> **WRITTEN EXERCISE**: Output every line of the data listing below as a numbered list, skipping any blank lines. Leave the pictures out of your answer.
-- begin SUPPLIED RECORDS --
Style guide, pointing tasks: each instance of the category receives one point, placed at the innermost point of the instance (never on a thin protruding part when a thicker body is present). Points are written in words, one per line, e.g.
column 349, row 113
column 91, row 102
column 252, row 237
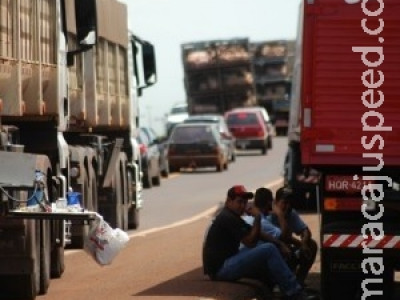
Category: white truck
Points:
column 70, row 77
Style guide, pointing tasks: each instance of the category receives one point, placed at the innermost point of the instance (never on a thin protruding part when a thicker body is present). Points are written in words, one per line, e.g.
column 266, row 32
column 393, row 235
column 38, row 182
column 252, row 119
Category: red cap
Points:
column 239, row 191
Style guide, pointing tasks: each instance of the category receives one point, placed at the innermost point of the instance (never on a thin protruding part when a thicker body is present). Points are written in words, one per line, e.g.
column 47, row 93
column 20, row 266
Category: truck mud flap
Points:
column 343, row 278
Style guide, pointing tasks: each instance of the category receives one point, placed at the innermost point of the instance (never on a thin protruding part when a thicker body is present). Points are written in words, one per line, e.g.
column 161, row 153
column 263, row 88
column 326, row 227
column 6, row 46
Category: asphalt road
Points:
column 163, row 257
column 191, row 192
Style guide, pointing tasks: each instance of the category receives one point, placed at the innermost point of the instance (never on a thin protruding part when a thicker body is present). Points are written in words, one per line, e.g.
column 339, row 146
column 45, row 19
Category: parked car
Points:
-- end SUPPLIED RECORDS --
> **THE COMPLETED TASK**:
1. Style guide, pointing tasks: each instance of the category receives one point, placed at the innermost point of the instance (never on a thin protruding part when a thicker body is present). Points are written in words, one per line, e.g.
2. column 349, row 113
3. column 91, row 102
4. column 252, row 237
5. Category: white truck
6. Points:
7. column 70, row 77
8. Style guide, pointing tasks: each instance of the category receives one point, placed at the innermost point of the instance (never on a thin protruding part when a thicker body is present). Points are written in words, one per line, e.g.
9. column 266, row 32
10. column 393, row 235
11. column 38, row 182
12. column 252, row 119
13. Category: red cap
14. Points:
15. column 239, row 191
16. Style guide, pointing tasks: each instance of the category receives one point, placed at the innermost point of the instance (never on a thin protruding part when a thicker body is present). Points are written in words, one per line, e.g.
17. column 47, row 93
18. column 20, row 266
19. Category: truck mud flap
20. Points:
21. column 343, row 278
22. Style guide, pointing tasks: each instance of the category receives one point, placed at the innermost point of the instance (never on a thin protruding part when a thicker body is present). Points are written in words, one per line, e.g.
23. column 161, row 153
24. column 263, row 88
25. column 326, row 227
26. column 6, row 46
27. Category: asphalt road
28. Points:
29. column 163, row 257
30. column 191, row 192
31. Style guide, pointing tasks: each instance of the category receives one point, placed at the innermost point of the instance (never on a thin protruding part when a thicker body is present). Points are written in words, one per line, e.g.
32. column 339, row 146
33. column 45, row 19
34. Category: parked car
35. Points:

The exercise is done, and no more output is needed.